PROVIDED PASSAGE:
#####

Great question! Again, bringing back this aspect of mindfulness and growing that skill (it is a skill that we can learn + enhance) can help us to sit with all of the stuff less joyful in life. Daily stressors, hardships, serious issues in our local communities and on the other side of the globe.

Becoming more mindful teaches us to be with what is without trying to change it. We can acknowledge any less than ideal reality that might be swirling about in our face at the moment and still ground ourselves in joy.

It’s tricky and seems counterintuitive, right?

I’m no expert, but as I develop my own daily meditation practice and share insights with others doing the same, incorporating this idea of cultivating JOY as a way of being seems really cool. It must since I created this little graphic below a few months ago using a photo from my very first photoshoot!

stuffed animals from the kiddios galore! AKA “the guys”

So as I’m moving forward in my own journey of mindfulness and encouraging others to do the same (#mindfulscholar #356mindfuldays), I’m going to be further experimenting with cultivating JOY as my backdrop, my foundation, my inner compass pointing me toward all that is good, and not so good, in life.

Daily writing

I haven’t been doing my daily writing, so I’m going to write about it here. I’m not sure what the hang up is because I know that continuing to write and express my ideas will only bring more clarity. And I want that. Clarity of thought, of how I can serve, of what I have to offer.

I’m working on several presentations that I’m going to share with our McNair community in a few weeks and I’ve also been feeling blocked. It’s that autopilot in my head always second guessing my worth, what I have to say. So my intention is to simply keep writing through it.

It’s that shitty first draft that people talk about. Keep on writing those shitty first drafts because they can eventually shift into gold. Well, maybe not actual gold. But gold in the sense that words on the page will serve some greater purpose, if only to self-express and perhaps tickle another’s fancy, encourage a new perspective a new thought?

You never know when something you write will resonate with another person. I’m putting a bit more pressure on myself because I’m writing on my blog and simply posting. Not a ton of people actually read my blog (yet!) and so I feel okay about doing that. Something about having that reality of sharing makes it easier for me to put words on the page.

I do draft in Evernote sometimes, but I don’t like that as much because those drafts tend to sit and eventually mold over. I don’t like coming back to them for some reason. All kinds of resistance I know.

Besides the presentations, I want to redesign my website and so I need fresh copy for that. For both, I try not to attach great meaning so as to trick my brain into thinking that it’s no big deal, just write something.

Perhaps I’m thinking too much.

Perhaps what I need to do is shift more toward being mode. Allowing my intuition to guide me more. That is what we’re trying to do in meditation. Softening our thoughts to get to the root of what we have to say. Becoming less judgmental toward ourselves also serves us in the writing process.

I have been rather enjoying creating posts on Instagram, especially guest posting on Ph_Depression which focuses on mental health in graduate education. That’s one of the things I’m presenting on actually. It’s such an important topic and one that deserves more attention, especially within individual graduate programs and graduate schools as a whole on a national level.

#####

SET OF TASKS:
- 1) Using the blog post, explain why the writer prefers writing directly on the blog and posting rather than drafting in Evernote.
- 2) Reproduce the part of the blog post starting with "I do draft in" and going on through "the writing process.", swapping "Evernote" for "a notes app".

INFORMATION SUPPLIED:
#####

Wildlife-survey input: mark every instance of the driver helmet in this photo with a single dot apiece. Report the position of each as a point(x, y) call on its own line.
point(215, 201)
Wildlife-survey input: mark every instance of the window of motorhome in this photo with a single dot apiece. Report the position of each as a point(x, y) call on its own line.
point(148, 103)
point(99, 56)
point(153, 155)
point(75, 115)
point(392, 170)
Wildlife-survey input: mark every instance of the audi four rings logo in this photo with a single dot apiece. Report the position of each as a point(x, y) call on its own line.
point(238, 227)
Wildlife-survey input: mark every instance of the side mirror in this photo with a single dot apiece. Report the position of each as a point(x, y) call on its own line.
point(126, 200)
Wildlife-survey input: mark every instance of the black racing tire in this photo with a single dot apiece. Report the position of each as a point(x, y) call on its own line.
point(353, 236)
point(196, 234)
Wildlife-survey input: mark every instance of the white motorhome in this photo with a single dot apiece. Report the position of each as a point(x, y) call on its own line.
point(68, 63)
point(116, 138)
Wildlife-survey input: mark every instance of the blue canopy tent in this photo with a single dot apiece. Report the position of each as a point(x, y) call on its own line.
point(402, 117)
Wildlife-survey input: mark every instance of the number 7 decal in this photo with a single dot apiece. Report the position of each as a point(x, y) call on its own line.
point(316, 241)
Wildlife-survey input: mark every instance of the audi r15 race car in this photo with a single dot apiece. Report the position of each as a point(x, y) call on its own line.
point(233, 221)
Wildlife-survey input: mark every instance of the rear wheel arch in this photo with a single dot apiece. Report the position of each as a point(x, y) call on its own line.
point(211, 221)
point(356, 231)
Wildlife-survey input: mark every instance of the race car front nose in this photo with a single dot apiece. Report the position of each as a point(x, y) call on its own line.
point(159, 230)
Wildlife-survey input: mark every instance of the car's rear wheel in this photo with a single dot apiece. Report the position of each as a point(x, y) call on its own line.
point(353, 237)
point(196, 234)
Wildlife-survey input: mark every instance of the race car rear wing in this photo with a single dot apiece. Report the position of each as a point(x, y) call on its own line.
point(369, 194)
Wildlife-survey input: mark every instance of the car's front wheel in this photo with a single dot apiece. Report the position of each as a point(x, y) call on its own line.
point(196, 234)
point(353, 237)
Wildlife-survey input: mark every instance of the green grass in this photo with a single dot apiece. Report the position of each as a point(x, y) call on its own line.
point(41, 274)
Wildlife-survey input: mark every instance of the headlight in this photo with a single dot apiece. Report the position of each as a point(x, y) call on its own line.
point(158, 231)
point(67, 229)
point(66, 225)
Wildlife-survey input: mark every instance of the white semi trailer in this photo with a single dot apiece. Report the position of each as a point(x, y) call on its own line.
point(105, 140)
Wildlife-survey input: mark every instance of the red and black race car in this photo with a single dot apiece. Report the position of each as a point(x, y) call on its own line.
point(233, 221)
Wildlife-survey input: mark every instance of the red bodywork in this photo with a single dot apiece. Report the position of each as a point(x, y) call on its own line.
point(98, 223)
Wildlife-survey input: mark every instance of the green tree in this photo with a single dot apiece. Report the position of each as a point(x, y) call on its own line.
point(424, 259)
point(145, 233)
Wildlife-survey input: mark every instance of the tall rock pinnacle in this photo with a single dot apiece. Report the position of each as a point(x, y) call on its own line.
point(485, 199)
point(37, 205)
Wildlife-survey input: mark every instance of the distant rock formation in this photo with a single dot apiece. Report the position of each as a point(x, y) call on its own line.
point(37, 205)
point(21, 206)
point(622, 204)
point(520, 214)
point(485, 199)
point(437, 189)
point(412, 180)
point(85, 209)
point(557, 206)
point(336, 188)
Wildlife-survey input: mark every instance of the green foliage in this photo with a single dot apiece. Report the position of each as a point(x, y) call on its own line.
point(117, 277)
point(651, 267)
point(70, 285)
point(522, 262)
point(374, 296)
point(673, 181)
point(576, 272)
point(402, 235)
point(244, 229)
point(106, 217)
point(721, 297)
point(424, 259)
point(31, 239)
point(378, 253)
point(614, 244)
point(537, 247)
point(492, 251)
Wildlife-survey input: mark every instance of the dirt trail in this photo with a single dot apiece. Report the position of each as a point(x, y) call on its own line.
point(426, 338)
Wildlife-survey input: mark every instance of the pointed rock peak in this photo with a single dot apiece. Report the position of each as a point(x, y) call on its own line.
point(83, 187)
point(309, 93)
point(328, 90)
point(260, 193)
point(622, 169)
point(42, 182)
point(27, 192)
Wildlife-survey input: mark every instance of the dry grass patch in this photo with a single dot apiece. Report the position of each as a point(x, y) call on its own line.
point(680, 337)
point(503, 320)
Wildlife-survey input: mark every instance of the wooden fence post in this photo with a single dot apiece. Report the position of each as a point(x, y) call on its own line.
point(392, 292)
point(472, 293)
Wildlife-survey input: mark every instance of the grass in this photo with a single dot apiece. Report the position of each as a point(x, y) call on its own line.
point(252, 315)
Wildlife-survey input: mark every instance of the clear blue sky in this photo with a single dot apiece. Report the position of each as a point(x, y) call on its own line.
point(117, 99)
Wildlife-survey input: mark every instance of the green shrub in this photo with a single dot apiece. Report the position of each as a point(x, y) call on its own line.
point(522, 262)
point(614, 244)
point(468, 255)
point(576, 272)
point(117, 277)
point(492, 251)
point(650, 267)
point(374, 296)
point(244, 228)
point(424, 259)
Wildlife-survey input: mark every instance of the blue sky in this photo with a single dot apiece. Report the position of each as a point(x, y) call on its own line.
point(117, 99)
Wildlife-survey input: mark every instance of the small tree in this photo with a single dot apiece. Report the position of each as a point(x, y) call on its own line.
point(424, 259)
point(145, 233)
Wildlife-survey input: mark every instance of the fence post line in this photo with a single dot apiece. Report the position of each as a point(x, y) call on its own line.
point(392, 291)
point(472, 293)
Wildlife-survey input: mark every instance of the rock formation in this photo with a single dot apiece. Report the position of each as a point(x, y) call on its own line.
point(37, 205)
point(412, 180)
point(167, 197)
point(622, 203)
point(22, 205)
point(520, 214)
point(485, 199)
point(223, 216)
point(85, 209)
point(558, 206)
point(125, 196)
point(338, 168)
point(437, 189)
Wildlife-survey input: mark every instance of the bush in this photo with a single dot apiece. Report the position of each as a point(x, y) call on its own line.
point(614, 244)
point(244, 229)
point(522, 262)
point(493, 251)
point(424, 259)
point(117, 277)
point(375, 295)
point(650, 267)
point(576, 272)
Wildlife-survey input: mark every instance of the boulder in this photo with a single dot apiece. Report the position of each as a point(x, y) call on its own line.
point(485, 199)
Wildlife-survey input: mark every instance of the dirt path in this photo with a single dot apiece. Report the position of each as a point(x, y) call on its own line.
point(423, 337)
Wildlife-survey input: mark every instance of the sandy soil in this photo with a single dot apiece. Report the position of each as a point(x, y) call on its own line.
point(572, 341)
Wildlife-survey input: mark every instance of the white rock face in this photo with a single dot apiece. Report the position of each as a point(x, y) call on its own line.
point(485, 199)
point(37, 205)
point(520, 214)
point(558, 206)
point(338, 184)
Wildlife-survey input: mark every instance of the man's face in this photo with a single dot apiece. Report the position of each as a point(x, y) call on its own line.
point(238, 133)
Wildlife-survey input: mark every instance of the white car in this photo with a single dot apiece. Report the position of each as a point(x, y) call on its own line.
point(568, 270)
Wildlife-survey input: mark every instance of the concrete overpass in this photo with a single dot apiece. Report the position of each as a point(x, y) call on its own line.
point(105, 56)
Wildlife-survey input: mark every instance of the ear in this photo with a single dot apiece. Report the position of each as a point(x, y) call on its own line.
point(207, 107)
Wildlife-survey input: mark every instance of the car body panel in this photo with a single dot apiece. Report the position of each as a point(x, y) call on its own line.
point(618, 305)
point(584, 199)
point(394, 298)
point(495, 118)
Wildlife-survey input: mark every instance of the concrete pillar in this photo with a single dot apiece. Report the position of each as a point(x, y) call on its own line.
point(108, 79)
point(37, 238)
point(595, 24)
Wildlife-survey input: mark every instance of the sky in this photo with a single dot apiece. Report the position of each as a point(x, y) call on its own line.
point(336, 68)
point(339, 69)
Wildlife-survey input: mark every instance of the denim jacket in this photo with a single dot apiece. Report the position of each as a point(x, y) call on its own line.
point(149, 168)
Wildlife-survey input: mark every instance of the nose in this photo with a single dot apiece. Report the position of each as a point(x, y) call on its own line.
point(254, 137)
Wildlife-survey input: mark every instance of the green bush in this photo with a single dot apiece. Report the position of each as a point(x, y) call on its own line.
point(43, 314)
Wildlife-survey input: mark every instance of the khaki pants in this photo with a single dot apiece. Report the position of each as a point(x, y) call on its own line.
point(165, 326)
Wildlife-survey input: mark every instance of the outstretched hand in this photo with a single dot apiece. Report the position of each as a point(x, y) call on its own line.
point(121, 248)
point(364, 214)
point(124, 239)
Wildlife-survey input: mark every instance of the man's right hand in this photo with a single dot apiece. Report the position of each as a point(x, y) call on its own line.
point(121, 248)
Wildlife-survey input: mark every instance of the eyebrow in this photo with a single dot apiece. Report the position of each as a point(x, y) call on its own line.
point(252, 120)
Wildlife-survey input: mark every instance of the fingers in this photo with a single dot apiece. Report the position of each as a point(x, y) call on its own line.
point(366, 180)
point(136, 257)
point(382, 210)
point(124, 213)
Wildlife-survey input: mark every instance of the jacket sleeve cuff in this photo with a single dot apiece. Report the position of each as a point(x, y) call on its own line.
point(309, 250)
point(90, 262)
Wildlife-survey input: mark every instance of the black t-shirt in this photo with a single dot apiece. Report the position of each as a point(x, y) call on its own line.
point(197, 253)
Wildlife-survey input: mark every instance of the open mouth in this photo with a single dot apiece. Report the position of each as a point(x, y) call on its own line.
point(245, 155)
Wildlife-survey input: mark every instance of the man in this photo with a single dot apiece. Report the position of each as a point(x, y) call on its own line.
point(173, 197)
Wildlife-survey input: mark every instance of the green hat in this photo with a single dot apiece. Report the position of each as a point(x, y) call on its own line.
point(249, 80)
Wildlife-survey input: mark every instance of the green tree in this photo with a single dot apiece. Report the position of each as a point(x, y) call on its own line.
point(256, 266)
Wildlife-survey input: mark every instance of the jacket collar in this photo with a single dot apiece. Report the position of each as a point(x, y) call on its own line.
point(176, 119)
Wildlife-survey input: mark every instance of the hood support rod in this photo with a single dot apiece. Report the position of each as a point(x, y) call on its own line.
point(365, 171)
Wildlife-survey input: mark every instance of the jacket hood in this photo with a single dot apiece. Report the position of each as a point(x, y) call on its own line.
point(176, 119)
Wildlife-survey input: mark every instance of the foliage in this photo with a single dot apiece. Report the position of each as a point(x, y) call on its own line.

#####

FINAL RESULTS:
- 1) Drafts in Evernote tend to sit and eventually "mold over," and the writer doesn't like coming back to them. Writing on the blog and posting, on the other hand, brings the reality of sharing, and that makes it easier for the writer to put words on the page.

- 2)
I do draft in a notes app sometimes, but I don’t like that as much because those drafts tend to sit and eventually mold over. I don’t like coming back to them for some reason. All kinds of resistance I know.

Besides the presentations, I want to redesign my website and so I need fresh copy for that. For both, I try not to attach great meaning so as to trick my brain into thinking that it’s no big deal, just write something.

Perhaps I’m thinking too much.

Perhaps what I need to do is shift more toward being mode. Allowing my intuition to guide me more. That is what we’re trying to do in meditation. Softening our thoughts to get to the root of what we have to say. Becoming less judgmental toward ourselves also serves us in the writing process.